**What this task involves:** Reproduce the material below with every occurrence of "leafless tree" changed to "bare tree", keeping all other text identical.

**Data shown:**
******************************
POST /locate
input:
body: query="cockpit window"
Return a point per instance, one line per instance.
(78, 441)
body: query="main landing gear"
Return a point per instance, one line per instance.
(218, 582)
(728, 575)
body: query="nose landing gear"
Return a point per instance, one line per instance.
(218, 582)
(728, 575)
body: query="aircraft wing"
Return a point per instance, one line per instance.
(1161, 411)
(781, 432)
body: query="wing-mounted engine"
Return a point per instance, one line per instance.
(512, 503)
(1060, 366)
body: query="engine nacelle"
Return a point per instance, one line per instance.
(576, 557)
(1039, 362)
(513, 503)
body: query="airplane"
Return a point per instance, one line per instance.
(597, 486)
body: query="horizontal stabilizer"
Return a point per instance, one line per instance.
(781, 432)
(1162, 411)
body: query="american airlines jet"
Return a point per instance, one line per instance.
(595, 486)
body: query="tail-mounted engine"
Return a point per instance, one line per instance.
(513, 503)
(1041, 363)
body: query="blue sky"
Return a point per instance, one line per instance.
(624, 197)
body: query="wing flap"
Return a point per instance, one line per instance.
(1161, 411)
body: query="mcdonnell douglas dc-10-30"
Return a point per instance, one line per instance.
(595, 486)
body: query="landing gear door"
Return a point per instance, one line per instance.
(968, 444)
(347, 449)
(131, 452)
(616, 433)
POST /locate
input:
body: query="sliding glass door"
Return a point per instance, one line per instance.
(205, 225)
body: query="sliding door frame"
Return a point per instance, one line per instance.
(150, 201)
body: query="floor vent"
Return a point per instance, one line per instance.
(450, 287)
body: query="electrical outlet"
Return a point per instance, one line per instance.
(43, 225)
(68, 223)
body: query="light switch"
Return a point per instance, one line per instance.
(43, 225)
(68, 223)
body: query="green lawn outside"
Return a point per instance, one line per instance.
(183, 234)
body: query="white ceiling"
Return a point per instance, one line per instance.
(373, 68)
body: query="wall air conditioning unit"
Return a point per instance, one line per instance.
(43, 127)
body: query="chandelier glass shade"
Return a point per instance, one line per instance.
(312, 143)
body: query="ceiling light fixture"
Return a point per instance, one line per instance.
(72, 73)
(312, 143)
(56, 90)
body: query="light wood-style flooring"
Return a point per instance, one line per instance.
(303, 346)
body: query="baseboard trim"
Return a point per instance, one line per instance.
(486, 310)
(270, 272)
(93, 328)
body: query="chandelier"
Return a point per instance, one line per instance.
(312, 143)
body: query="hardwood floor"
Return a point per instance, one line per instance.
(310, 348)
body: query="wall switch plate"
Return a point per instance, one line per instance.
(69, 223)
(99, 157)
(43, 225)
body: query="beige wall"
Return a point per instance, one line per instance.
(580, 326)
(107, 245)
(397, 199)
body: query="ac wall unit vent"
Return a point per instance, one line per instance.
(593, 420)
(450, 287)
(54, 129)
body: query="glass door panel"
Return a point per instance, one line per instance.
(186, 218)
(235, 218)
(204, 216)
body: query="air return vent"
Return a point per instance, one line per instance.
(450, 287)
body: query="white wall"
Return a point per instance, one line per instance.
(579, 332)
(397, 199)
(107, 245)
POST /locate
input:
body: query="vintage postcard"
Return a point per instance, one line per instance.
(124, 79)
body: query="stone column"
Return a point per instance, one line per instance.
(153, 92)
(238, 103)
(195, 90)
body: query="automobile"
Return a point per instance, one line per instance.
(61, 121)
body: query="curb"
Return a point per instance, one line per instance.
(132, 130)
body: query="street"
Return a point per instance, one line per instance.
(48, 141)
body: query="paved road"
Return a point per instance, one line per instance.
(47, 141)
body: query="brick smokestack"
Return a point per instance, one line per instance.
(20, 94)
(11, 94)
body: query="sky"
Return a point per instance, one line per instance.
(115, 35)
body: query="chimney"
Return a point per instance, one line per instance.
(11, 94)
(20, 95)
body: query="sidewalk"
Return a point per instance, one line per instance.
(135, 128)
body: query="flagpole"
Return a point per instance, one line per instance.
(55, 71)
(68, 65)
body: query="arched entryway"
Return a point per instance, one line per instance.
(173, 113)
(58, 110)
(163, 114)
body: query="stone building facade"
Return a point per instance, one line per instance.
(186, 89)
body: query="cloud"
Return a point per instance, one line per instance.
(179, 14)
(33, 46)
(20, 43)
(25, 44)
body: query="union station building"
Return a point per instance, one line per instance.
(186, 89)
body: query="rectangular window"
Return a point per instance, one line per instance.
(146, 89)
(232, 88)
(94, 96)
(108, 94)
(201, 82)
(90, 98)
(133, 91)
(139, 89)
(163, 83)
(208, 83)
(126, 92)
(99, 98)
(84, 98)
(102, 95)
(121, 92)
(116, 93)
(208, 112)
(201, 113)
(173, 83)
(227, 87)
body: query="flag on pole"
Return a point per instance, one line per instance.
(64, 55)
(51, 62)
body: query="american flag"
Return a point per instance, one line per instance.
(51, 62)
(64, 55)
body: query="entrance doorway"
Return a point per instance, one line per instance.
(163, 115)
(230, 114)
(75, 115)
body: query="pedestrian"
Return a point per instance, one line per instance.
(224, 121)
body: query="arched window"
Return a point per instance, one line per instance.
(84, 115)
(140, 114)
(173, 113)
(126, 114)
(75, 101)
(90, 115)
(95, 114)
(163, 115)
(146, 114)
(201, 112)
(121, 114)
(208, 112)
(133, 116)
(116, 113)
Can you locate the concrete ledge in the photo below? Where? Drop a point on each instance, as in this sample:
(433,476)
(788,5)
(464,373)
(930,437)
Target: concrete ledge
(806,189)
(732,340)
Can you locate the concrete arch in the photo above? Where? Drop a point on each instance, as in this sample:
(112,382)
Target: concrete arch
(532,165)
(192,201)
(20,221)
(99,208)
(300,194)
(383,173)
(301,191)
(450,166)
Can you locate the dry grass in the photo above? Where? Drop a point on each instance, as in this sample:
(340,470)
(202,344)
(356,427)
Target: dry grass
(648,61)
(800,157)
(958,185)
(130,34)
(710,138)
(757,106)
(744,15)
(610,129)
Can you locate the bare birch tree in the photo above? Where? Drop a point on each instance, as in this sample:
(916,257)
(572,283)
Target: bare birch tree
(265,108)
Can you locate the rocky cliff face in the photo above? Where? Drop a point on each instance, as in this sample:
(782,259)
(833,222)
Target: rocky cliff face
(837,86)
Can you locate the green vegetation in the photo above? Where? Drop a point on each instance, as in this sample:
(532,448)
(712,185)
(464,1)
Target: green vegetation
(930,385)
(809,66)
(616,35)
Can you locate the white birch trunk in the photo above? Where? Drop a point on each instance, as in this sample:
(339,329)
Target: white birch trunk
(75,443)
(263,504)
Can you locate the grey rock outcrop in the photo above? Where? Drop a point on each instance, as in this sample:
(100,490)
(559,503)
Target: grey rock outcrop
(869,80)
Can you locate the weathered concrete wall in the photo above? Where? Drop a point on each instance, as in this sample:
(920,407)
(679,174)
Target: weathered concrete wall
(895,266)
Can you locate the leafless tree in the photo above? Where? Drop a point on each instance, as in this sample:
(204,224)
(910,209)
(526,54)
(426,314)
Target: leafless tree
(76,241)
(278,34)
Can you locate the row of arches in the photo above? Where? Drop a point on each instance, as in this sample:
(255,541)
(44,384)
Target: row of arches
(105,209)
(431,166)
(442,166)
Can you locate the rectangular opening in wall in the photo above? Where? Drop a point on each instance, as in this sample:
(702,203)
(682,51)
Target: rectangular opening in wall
******************************
**The completed task:**
POST /locate
input:
body: query="cockpit window"
Return a point per instance, one line per instance.
(78, 441)
body: query="main landing gear"
Return a point per instance, one line per instance.
(218, 582)
(728, 575)
body: query="nose landing gear"
Return a point per instance, one line per instance.
(218, 582)
(728, 575)
body: query="aircraft wing"
Return a point per instance, one line per instance.
(1161, 411)
(781, 432)
body: query="wing-mounted engine"
Return a point per instance, one line per instance.
(512, 503)
(1060, 366)
body: query="engine nacelle"
Return a point per instance, one line per instance.
(576, 557)
(1039, 362)
(513, 503)
body: query="airplane"
Return a point per instance, one line per instance.
(597, 486)
body: query="horizontal stabilizer"
Return a point per instance, one line per instance.
(781, 432)
(1162, 411)
body: query="american airlines jet"
Return a point per instance, one line per instance.
(595, 486)
body: query="tail-mounted engine"
Return a point per instance, one line per instance.
(513, 503)
(1041, 363)
body: query="blue sky"
Return a point per instance, one line per instance.
(624, 197)
body: query="wing flap"
Return a point per instance, one line per instance.
(1161, 411)
body: query="mcdonnell douglas dc-10-30"
Return a point per instance, one line per instance.
(595, 486)
body: query="landing gear door"
Return a point per instance, one line per instance.
(968, 444)
(347, 449)
(131, 452)
(616, 433)
POST /locate
input:
body: query="sliding glass door"
Return a point per instance, one line per instance.
(205, 225)
body: query="sliding door frame"
Return a point per instance, one line per instance.
(150, 201)
body: query="floor vent"
Return a point per instance, one line per instance.
(450, 287)
body: query="electrical outlet"
Return a point per instance, one line per instance.
(43, 225)
(68, 223)
body: query="light switch"
Return a point per instance, one line per instance.
(43, 225)
(68, 223)
body: query="green lawn outside"
Return a point per instance, one line per instance.
(183, 234)
body: query="white ceiling"
Return a point per instance, one line per instance.
(373, 68)
body: query="wall air conditioning unit"
Return a point per instance, one line per instance.
(43, 127)
body: query="chandelier glass shade"
Return a point per instance, one line per instance.
(312, 143)
body: query="ceiling light fixture"
Return a point per instance, one line per instance.
(72, 73)
(312, 143)
(56, 90)
body: query="light wood-style flooring"
Return a point per instance, one line per instance.
(303, 346)
body: query="baseboard trim"
Return a point per instance, one line per instance.
(486, 310)
(270, 272)
(93, 328)
body: query="chandelier"
Return a point per instance, one line per instance.
(312, 143)
body: query="hardwood floor"
Return a point per instance, one line per instance.
(310, 348)
body: query="wall switch plate"
Return a point per instance, one line per instance.
(69, 223)
(99, 157)
(43, 225)
body: query="beige wall"
Return a point per instance, one line per instance.
(580, 326)
(107, 245)
(397, 199)
body: query="ac wall unit vent"
Return a point per instance, one line per instance.
(593, 420)
(450, 287)
(54, 129)
body: query="glass door panel"
Return a point per instance, one line per instance.
(186, 218)
(235, 218)
(204, 216)
body: query="air return vent"
Return a point per instance, one line per instance.
(450, 287)
body: query="white wall"
Return a point per instance, one line per instance.
(579, 332)
(397, 199)
(107, 245)
POST /locate
input:
body: query="vintage postcard"
Return a point per instance, one line per instance.
(124, 79)
body: query="stone column"
Return a point per instance, one line per instance.
(153, 92)
(238, 103)
(195, 90)
body: query="automobile"
Return a point per instance, one line per instance.
(61, 121)
body: query="curb"
Return a point per instance, one line per instance.
(132, 130)
body: query="street"
Return a point per instance, one line per instance.
(48, 141)
body: query="paved road"
Return a point per instance, one line per instance.
(47, 141)
body: query="brick smokestack"
Return a point per instance, one line per instance.
(20, 94)
(11, 94)
body: query="sky"
Return a point per instance, one line per instance.
(115, 35)
body: query="chimney"
Return a point per instance, one line per instance.
(11, 94)
(20, 95)
body: query="sidewalk"
Return a point per instance, one line per instance.
(135, 128)
body: query="flagpole"
Return a point per instance, one line per instance.
(55, 71)
(68, 65)
body: query="arched entryway"
Return a point per instance, one line per instance.
(173, 113)
(58, 110)
(163, 114)
body: query="stone building facade"
Return a point per instance, one line per instance.
(186, 89)
body: query="cloud"
Return a point per instance, one line per instance.
(179, 14)
(33, 46)
(20, 43)
(25, 44)
body: query="union station building"
Return a point per instance, one line per instance.
(186, 89)
body: query="rectangular window"
Return a point per instance, one line per instance.
(146, 89)
(232, 88)
(94, 96)
(108, 94)
(201, 82)
(90, 98)
(133, 91)
(139, 89)
(163, 83)
(208, 83)
(126, 92)
(99, 98)
(84, 98)
(102, 95)
(121, 92)
(116, 93)
(208, 112)
(201, 113)
(173, 83)
(227, 87)
body: query="flag on pole"
Return a point per instance, one line per instance.
(64, 55)
(51, 62)
body: query="american flag"
Return a point per instance, one line per instance.
(51, 62)
(64, 55)
body: query="entrance doorway"
Return a point per instance, one line per instance.
(163, 115)
(230, 114)
(75, 115)
body: query="pedestrian"
Return a point per instance, one line per instance.
(224, 121)
body: query="arched window"
Return a point per instance, one line per instance.
(84, 115)
(140, 114)
(173, 113)
(126, 114)
(75, 101)
(90, 115)
(95, 114)
(163, 115)
(146, 114)
(201, 112)
(121, 114)
(208, 112)
(133, 116)
(116, 113)
Can you locate the concrete ledge in the photo below? Where? Drop a point on each instance, as in this sample:
(433,476)
(788,5)
(464,373)
(930,437)
Target: concrete ledge
(806,189)
(732,340)
Can you locate the concrete arch in the photo above? Where? Drop a point on each instance, as in this sample:
(112,382)
Target: concrete arch
(532,165)
(192,201)
(20,221)
(99,208)
(300,194)
(383,173)
(301,191)
(450,166)
Can you locate the dry grass in the photo above? Where? Drop a point on each instance, as in this sample:
(340,470)
(202,344)
(356,427)
Target: dry grass
(648,61)
(800,157)
(958,185)
(130,34)
(710,138)
(757,106)
(744,15)
(610,129)
Can you locate the bare birch tree in the photo above? Where? Drop a point on each instance, as in this sample:
(916,257)
(572,283)
Target: bare birch tree
(265,108)
Can you locate the rocky cliff face in the photo above? Where? Drop a point on each instance, as in this sample:
(782,259)
(833,222)
Target: rocky cliff face
(837,86)
Can you locate the green vegetation in the photo above? Where? Drop a point on each instance, as in this sample:
(532,448)
(712,185)
(464,1)
Target: green vegetation
(930,385)
(809,66)
(616,35)
Can you locate the white birch trunk in the photo above? Where? Drop a point on each instance, as in this sample:
(339,329)
Target: white birch trunk
(75,443)
(263,504)
Can you locate the grey rock outcrop in the photo above? Where? Drop a point on each instance, as in this sample:
(100,490)
(559,503)
Target: grey rock outcrop
(869,80)
Can you locate the weathered concrete wall in the photo above? Where? Drop a point on each instance, as in this sample:
(920,407)
(679,174)
Target: weathered concrete wall
(895,266)
Can you locate the bare tree in the photo above? Where? Drop a point on each instance, as in this sample:
(204,224)
(910,209)
(526,54)
(426,314)
Target: bare tree
(76,241)
(278,34)
Can you locate the row of arches in the photo above? Where? Drop a point on each instance, as in this sample:
(255,541)
(44,384)
Target: row of arches
(105,209)
(431,166)
(442,166)
Can you locate the rectangular opening in wall in the photo above? Where? Drop a point on each instance, as in this sample:
(702,203)
(682,51)
Target: rectangular opening in wall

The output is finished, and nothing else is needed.